» Excerpts of pointing data
▽

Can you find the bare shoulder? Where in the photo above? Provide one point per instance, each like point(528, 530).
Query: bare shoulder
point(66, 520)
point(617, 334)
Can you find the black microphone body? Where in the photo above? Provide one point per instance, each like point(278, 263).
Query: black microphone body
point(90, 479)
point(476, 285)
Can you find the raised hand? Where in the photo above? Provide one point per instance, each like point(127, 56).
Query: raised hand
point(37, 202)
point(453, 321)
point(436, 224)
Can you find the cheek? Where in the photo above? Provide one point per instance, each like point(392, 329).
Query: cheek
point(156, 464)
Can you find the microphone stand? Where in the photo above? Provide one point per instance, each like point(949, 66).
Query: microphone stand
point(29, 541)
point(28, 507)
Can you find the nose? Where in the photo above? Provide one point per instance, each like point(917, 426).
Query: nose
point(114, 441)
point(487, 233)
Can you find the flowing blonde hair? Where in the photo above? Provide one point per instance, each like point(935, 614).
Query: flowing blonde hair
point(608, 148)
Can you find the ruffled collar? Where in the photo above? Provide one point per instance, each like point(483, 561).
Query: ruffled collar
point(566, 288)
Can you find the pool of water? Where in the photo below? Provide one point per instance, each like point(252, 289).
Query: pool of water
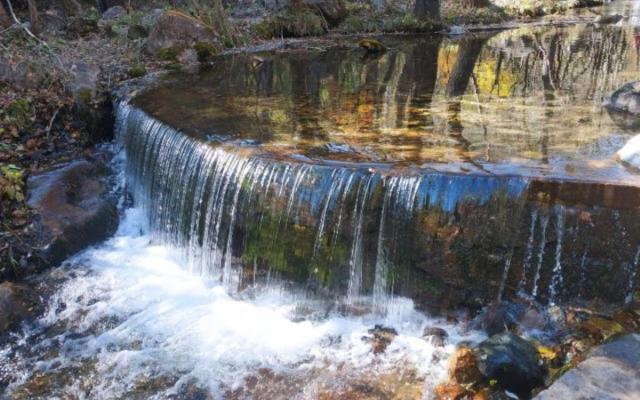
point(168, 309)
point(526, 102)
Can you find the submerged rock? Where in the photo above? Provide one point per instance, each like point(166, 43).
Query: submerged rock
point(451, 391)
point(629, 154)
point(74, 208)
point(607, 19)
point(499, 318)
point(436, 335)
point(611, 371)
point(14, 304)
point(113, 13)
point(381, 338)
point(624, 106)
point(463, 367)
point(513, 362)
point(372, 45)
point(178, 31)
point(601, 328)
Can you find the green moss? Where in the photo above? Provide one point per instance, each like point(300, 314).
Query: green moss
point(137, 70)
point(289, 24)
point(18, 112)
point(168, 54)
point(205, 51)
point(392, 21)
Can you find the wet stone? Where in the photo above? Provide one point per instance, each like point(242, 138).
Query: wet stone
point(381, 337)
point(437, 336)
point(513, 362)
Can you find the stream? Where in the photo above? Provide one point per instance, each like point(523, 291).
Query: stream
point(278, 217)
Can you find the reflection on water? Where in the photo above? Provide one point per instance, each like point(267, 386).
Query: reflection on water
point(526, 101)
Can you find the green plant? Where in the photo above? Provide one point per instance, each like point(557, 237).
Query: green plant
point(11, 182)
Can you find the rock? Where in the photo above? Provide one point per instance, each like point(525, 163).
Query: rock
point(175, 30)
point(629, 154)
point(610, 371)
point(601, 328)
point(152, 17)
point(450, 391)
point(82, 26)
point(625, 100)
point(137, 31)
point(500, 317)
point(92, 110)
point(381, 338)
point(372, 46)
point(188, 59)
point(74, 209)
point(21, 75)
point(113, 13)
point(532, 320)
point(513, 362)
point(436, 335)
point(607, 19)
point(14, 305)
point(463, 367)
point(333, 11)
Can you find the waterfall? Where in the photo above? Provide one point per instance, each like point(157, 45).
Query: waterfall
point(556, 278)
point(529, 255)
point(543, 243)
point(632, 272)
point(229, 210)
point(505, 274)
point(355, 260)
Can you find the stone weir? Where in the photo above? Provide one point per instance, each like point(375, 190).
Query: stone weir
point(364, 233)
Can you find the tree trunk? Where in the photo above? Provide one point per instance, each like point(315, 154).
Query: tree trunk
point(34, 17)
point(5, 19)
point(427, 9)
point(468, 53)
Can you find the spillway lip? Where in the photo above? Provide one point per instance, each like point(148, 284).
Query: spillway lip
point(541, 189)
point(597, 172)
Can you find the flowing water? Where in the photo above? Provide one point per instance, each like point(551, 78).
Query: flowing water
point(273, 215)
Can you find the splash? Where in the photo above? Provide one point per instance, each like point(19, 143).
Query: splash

△

Copy the listing from its first line through the line holding "point(156, 464)", inclusive, swapping "raised hand" for "waving hand" and leaving everything else the same.

» Full solution
Can you find the bare shoulder? Where in the photo above? Provide one point per instance, each like point(528, 530).
Query: bare shoulder
point(66, 520)
point(617, 334)
Can you find the black microphone body? Where in the photo above? Provide one point per instance, each like point(278, 263).
Query: black microphone body
point(90, 479)
point(476, 285)
Can you find the waving hand? Where in the photo above? Provide one point per instance, each like point(127, 56).
Query: waving hand
point(37, 202)
point(453, 321)
point(436, 224)
Can you find the cheek? Where in the photo above? Provide one point per instance, each like point(392, 329).
Query: cheek
point(156, 464)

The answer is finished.